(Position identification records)
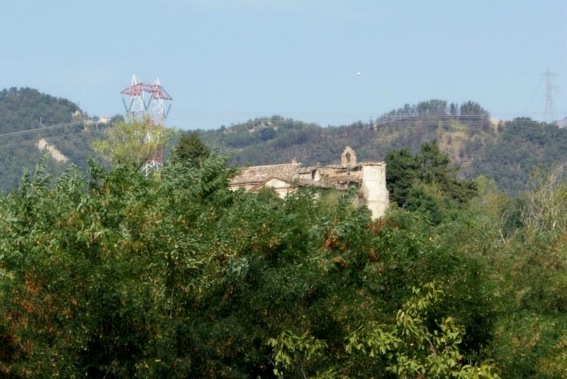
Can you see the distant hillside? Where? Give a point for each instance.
(33, 124)
(506, 151)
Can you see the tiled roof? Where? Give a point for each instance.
(257, 174)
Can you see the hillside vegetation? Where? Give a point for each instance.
(124, 274)
(506, 151)
(29, 120)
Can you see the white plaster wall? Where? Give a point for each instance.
(374, 188)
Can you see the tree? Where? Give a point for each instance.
(429, 167)
(190, 150)
(132, 143)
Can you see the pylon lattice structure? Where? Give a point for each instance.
(138, 109)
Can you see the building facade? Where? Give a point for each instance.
(368, 177)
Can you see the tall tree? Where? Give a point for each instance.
(190, 150)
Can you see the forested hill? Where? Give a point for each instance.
(33, 124)
(506, 151)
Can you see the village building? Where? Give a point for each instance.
(368, 177)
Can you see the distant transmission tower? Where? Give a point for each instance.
(137, 110)
(549, 115)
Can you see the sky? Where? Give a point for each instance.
(329, 62)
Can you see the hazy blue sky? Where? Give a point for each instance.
(227, 61)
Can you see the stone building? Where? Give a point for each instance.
(368, 177)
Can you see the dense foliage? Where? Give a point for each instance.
(119, 274)
(506, 151)
(28, 116)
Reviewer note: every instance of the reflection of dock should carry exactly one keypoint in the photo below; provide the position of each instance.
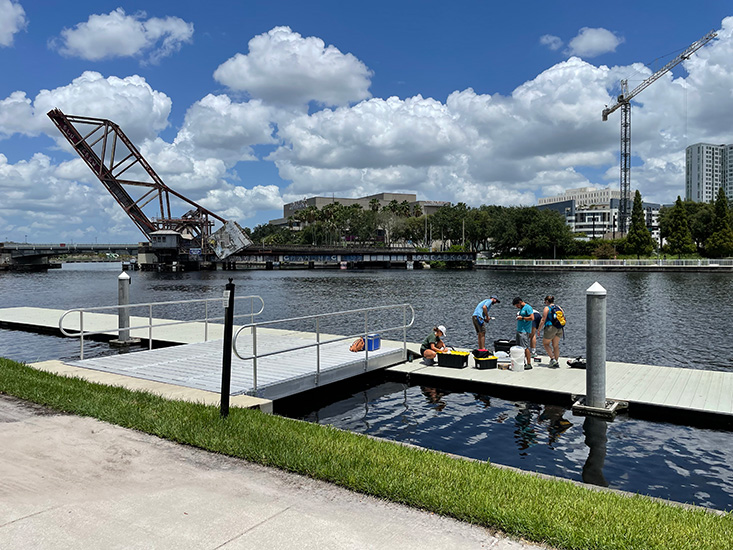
(671, 393)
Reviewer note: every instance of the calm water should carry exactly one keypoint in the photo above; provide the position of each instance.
(672, 319)
(673, 462)
(665, 319)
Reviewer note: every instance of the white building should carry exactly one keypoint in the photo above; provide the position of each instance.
(707, 168)
(594, 213)
(584, 196)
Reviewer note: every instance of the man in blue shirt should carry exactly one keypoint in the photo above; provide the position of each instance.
(525, 316)
(481, 319)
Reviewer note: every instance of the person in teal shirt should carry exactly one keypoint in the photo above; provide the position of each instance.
(525, 317)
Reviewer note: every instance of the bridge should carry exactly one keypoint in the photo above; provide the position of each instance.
(28, 256)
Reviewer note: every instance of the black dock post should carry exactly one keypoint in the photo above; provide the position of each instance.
(226, 362)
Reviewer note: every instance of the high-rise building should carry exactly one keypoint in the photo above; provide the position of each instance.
(707, 168)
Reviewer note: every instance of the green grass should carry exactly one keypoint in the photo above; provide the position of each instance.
(553, 512)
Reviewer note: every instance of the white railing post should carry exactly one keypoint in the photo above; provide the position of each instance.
(318, 350)
(254, 358)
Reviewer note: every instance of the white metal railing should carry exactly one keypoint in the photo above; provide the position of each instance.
(81, 333)
(660, 262)
(318, 343)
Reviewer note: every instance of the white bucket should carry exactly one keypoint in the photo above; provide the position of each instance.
(517, 355)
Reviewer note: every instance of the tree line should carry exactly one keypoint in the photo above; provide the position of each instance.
(500, 231)
(698, 228)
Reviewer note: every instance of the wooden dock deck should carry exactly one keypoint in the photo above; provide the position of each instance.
(701, 392)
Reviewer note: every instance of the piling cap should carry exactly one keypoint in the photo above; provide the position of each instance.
(596, 290)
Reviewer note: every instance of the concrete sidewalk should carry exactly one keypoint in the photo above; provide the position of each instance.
(70, 482)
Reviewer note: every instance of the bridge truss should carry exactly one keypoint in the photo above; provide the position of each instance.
(134, 184)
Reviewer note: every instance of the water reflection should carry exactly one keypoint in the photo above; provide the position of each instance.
(595, 430)
(557, 423)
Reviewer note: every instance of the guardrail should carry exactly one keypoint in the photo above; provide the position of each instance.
(703, 262)
(150, 325)
(318, 343)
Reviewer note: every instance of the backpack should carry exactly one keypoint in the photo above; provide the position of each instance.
(557, 316)
(358, 345)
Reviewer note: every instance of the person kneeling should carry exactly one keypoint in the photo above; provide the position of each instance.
(433, 344)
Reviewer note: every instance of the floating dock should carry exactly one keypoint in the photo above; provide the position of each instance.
(680, 394)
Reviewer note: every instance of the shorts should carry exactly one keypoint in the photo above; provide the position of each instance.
(552, 332)
(480, 327)
(522, 339)
(536, 321)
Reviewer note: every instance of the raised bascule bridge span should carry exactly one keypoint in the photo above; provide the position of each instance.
(196, 239)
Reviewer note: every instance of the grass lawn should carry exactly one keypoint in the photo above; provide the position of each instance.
(558, 513)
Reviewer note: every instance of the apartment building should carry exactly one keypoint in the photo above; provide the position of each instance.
(707, 168)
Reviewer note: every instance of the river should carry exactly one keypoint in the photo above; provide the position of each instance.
(670, 319)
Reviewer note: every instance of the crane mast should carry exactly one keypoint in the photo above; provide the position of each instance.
(623, 102)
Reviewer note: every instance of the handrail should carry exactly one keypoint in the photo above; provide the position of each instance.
(659, 262)
(149, 326)
(318, 342)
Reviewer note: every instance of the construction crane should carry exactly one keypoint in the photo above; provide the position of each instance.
(624, 103)
(110, 154)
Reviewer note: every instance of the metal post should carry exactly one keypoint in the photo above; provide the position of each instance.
(595, 346)
(318, 351)
(226, 362)
(123, 299)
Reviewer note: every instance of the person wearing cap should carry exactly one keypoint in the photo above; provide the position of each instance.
(433, 344)
(525, 318)
(481, 319)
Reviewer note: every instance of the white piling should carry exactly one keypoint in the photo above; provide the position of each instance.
(123, 299)
(595, 346)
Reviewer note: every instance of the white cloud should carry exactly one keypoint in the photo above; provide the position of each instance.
(216, 126)
(117, 34)
(284, 68)
(130, 102)
(12, 21)
(552, 42)
(238, 203)
(593, 42)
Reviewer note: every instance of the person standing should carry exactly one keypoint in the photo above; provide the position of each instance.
(525, 317)
(535, 330)
(551, 334)
(433, 344)
(481, 318)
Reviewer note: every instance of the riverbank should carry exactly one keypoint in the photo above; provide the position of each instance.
(560, 513)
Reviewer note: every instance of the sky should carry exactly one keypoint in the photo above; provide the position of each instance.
(245, 106)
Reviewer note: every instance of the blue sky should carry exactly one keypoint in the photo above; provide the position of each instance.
(245, 106)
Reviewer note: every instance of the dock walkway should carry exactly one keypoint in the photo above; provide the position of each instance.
(197, 363)
(684, 390)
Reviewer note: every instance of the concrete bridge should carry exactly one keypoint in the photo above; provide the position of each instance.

Exercise prompt
Transcribe the records above exactly, but only from the line that contains "Reviewer note: every instance of the construction" through their final line, inclusive.

Finished task
Reviewer note: every instance of the construction crane should carry exactly one keypoint in the photo above; provide the position of each instance.
(624, 103)
(110, 154)
Reviewer note: every instance of the metal post should carry exactly one keypoint in the photo above; provide the position of each instance.
(595, 346)
(318, 351)
(226, 362)
(123, 299)
Reviewer note: every instance of the person wearing cap should carry exactly one keypoint in the photo above; provide the position of each instance.
(433, 344)
(525, 318)
(481, 319)
Reviewer note: every instance of the white piling should carry exactly one keypoint in the photo above; provide the position of each instance.
(123, 299)
(595, 346)
Reviewer note: every instance of the white cloud should carry exactly one keypoint in the photo above; provide the position of each instance.
(216, 126)
(117, 34)
(284, 68)
(130, 102)
(12, 21)
(552, 42)
(238, 203)
(593, 42)
Reviewer note: every instance of the person standing should carry exactly one keypoint in the photo above; provide the position of each instance.
(525, 317)
(535, 330)
(551, 334)
(433, 344)
(481, 318)
Reviewer note: every instance of the riverbank should carry exactly one keypoint in the photo above; provide the position of each instance.
(560, 513)
Reviewer note: every instance of the sky should carry exactly one keypoint in the photo above; provide the position of each instance.
(245, 106)
Reviewer note: every instance of the blue sky should carry exactly one keypoint in the photo above; provide the position of each instance.
(245, 106)
Reviewer note: every instance of the dock walkway should carry exactly one keypoint in the photo above; provide the position of each instance.
(197, 363)
(684, 390)
Reviewer note: every instance of the concrete bridge should carry exactly one keypoint in the photo above; provide the position of each instance.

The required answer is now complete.